> [Assigned task] Every line of the listing that follows must be written out unchanged.

> [Record set]
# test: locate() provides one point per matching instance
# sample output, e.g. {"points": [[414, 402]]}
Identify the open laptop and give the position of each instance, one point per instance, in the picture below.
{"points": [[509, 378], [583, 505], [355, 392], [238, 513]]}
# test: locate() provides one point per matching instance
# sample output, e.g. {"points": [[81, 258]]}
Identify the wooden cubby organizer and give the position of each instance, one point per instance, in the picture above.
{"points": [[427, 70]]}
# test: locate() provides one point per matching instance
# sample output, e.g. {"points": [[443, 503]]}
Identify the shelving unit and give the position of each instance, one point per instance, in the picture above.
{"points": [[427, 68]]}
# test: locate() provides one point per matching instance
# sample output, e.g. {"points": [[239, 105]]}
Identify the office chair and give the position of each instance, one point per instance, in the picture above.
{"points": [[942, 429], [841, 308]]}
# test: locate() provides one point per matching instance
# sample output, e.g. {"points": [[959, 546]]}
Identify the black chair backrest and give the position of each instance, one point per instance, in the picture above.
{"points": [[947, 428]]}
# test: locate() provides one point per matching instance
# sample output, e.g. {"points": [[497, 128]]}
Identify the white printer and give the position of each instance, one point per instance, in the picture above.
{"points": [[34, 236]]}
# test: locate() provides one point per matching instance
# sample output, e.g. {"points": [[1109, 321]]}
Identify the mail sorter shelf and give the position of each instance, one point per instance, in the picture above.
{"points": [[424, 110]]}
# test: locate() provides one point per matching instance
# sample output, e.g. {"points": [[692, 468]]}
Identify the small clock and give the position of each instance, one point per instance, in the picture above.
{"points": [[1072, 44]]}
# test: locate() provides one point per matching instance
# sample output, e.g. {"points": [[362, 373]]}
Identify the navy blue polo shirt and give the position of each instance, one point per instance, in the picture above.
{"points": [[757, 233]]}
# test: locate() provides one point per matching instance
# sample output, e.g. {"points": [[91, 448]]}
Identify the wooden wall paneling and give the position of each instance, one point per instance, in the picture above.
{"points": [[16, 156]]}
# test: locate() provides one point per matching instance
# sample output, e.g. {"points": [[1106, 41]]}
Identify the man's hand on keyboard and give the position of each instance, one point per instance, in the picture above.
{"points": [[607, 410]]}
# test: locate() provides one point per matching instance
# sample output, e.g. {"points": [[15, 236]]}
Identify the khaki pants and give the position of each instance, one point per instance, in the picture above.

> [Solution for this problem]
# test: locate() provides one point per matching instance
# sample output, e.g. {"points": [[414, 402]]}
Identify the open laptop and give the position of each instance, one point per instance, in the picture below.
{"points": [[509, 378], [583, 505], [355, 392], [238, 513]]}
# test: locate() provides one point per matching instance
# sample output, e.g. {"points": [[81, 258]]}
Identify the wooden cubby organizer and give the position of each instance, one point per instance, in the picture above.
{"points": [[427, 70]]}
# test: locate() provides one point per matching instance
# sample output, e.g. {"points": [[443, 503]]}
Identify the shelving unit and give the position of each instance, one point per instance, in the picture above.
{"points": [[427, 68]]}
# test: locate() provides one point per matching instance
# sample output, e.g. {"points": [[239, 105]]}
Identify the office chair and give the position of each instance, one point per instance, in the picture above.
{"points": [[942, 429], [841, 308]]}
# test: locate() provides one point per matching instance
# sample output, e.g. {"points": [[959, 546]]}
Identify the black chair backrest and give the position of each instance, one point per instance, in the picture above.
{"points": [[947, 428]]}
# test: locate() provides one point per matching instance
# sample output, e.g. {"points": [[497, 128]]}
Identify the white printer and give the position of each instance, one point per instance, in the picture above.
{"points": [[34, 236]]}
# test: locate() provides one point per matching instance
# sample output, e.g. {"points": [[1109, 321]]}
Identify the mail sorter shelf and give the position of each instance, one point per instance, in the picture above.
{"points": [[424, 110]]}
# test: locate() provides one point per matching instance
# sample output, e.g. {"points": [[692, 468]]}
Identify the small clock and give the position of each instance, one point per instance, in the picture above.
{"points": [[1072, 44]]}
# test: locate() provides one point per matching instance
# sample output, e.g. {"points": [[362, 373]]}
Identify the navy blue polo shirt and give the position of each instance, one point per instance, in the picture above.
{"points": [[757, 233]]}
# test: locate() provides one point per matching instance
# sample output, e.g. {"points": [[91, 448]]}
Identify the wooden wall paneling and give the position of each instance, one point per instance, in the picture above.
{"points": [[16, 156]]}
# test: locate() provides one point per matching instance
# sample output, e.g. {"points": [[1106, 41]]}
Identify the man's hand on keyboard and give the position of each instance, one point per instance, in the picture above.
{"points": [[607, 410]]}
# test: locate() provides one point per matching instance
# sample output, e.g. {"points": [[15, 236]]}
Identify the khaki pants and give the position of each instance, one point per instance, in the picture above.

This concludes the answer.